Count the lines in the rows below that contain the string "sidewalk", treating uppercase and lowercase letters as different. Reply with only that number.
----
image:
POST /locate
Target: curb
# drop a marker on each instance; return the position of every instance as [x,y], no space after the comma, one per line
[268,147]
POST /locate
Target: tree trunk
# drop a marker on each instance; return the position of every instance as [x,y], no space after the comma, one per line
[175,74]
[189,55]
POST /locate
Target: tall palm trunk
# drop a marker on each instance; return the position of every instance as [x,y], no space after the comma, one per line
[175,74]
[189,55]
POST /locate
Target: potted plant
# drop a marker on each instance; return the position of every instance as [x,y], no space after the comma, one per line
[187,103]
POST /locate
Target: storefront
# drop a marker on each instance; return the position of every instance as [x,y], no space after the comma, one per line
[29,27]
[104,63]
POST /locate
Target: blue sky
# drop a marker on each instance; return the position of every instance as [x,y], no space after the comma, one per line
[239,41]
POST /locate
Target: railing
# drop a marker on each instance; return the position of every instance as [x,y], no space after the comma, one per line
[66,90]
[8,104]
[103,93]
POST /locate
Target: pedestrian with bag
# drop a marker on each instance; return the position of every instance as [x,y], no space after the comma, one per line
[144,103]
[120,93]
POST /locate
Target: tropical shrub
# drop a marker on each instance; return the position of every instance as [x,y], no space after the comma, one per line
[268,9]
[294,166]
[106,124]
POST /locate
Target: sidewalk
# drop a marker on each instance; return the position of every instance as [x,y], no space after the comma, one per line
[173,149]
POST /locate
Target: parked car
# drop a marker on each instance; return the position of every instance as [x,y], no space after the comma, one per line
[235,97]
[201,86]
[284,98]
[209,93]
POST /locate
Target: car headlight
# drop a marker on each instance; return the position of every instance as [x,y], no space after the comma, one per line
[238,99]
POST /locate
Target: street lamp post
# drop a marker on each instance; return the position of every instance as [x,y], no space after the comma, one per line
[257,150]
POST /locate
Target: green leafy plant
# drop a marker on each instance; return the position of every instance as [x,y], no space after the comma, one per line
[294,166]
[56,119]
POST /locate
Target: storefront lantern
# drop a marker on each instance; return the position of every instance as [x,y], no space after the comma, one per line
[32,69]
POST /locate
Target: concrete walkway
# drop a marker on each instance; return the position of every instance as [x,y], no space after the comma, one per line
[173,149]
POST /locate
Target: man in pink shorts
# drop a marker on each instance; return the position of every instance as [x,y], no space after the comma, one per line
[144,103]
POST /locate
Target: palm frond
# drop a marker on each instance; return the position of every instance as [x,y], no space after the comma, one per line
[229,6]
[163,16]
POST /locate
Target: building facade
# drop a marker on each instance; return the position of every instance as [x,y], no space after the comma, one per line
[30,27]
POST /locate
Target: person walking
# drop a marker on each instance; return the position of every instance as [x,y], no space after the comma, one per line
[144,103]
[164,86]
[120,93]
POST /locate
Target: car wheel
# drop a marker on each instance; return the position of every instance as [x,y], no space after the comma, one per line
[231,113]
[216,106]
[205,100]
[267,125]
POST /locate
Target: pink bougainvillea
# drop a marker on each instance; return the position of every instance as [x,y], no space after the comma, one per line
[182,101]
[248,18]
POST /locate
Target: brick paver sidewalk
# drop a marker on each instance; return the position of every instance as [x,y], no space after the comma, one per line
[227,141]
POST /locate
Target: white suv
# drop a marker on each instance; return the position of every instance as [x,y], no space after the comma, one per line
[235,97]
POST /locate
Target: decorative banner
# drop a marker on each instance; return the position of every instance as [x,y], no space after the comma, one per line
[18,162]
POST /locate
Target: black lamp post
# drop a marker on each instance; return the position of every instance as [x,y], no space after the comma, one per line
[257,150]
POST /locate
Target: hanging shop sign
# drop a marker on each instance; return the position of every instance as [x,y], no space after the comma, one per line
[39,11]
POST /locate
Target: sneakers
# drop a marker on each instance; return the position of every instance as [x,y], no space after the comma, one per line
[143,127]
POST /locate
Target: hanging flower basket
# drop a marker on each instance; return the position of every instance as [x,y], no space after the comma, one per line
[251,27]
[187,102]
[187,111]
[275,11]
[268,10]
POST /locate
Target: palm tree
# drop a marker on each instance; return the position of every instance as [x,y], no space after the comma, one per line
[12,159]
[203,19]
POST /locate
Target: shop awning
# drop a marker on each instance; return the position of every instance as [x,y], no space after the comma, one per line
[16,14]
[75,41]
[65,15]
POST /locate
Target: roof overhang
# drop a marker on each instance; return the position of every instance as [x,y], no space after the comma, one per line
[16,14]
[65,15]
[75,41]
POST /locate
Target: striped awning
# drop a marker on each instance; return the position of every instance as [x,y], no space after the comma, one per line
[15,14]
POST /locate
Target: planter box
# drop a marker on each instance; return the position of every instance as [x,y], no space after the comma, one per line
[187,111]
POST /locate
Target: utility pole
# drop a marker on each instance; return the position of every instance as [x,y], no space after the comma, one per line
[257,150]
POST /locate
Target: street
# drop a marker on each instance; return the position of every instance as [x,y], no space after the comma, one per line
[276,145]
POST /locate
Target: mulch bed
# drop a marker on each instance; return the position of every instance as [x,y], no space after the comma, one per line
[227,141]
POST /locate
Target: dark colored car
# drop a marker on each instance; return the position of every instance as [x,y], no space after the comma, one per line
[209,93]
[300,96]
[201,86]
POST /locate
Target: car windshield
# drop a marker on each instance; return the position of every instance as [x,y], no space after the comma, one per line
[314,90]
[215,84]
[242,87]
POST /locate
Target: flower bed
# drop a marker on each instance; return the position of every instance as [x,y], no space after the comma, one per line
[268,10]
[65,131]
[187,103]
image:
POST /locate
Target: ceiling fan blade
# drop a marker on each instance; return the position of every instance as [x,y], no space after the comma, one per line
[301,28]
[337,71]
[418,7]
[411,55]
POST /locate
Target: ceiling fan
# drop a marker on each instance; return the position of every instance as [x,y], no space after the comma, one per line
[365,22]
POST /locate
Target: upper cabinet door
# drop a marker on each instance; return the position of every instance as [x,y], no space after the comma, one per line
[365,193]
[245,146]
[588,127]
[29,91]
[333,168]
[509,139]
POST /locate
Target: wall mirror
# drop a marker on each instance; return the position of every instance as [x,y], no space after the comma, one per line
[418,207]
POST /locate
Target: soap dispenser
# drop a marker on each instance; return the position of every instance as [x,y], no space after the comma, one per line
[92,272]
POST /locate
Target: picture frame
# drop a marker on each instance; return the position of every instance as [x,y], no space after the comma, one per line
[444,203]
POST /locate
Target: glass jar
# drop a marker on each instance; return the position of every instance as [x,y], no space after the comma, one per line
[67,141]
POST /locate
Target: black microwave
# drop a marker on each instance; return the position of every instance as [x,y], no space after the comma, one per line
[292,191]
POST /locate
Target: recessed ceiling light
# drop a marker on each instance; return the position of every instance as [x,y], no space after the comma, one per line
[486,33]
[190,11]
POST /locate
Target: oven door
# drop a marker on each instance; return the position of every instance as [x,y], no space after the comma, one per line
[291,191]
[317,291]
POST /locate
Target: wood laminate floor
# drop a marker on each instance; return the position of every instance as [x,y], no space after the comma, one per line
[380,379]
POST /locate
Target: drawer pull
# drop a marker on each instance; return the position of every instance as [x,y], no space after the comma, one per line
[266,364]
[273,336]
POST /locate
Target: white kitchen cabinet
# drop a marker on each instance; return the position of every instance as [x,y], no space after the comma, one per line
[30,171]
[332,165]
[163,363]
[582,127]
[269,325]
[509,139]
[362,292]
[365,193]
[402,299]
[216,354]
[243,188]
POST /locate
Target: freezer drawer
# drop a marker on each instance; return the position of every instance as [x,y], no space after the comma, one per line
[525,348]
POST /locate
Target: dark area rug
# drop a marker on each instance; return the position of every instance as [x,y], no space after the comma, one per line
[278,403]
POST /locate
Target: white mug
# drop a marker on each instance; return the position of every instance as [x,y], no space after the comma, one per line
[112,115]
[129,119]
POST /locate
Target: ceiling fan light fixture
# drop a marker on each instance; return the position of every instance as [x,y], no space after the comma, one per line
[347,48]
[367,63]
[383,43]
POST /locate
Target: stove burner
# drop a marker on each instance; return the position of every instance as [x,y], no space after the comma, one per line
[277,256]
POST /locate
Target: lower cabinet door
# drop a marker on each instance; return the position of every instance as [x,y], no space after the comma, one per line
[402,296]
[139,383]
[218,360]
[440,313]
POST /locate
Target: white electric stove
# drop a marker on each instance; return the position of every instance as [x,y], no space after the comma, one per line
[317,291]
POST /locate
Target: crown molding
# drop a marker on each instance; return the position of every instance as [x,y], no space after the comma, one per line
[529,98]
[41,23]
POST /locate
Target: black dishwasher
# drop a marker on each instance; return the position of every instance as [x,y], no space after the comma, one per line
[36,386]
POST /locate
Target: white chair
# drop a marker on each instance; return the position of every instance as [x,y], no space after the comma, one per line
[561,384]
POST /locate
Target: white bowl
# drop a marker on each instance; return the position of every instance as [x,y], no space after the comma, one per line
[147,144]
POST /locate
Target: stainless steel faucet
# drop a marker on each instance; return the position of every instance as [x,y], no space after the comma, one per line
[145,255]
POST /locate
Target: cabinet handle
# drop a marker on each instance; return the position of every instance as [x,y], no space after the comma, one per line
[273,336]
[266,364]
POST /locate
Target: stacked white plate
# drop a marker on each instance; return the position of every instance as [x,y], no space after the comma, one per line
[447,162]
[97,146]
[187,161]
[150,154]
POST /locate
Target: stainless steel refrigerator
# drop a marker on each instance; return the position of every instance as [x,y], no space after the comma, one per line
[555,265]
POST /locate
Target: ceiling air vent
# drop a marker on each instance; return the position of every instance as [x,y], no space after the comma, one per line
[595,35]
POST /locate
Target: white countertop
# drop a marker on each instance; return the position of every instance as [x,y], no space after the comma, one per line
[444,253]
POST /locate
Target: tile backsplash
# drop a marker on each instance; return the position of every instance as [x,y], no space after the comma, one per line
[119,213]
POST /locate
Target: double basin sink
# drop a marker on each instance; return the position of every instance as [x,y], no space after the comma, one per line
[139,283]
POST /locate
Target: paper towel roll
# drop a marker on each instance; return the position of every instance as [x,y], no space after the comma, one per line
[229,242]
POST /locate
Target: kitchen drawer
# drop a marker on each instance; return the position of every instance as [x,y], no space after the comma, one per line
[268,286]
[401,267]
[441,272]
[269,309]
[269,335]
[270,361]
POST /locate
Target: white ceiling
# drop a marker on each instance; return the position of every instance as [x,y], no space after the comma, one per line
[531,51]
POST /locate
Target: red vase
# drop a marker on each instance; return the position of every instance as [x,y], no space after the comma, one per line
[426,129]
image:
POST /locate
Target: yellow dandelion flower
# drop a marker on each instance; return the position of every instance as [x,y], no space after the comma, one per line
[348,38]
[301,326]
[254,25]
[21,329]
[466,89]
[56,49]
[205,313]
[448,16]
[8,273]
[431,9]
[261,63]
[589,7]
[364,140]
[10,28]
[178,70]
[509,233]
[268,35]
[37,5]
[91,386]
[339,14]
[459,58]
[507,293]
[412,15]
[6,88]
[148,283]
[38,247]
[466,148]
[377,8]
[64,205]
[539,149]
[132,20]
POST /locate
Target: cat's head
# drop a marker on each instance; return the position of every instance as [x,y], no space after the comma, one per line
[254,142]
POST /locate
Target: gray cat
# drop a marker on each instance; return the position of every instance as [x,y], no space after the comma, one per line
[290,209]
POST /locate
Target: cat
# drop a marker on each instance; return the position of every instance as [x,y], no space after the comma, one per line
----
▶ **Exercise solution**
2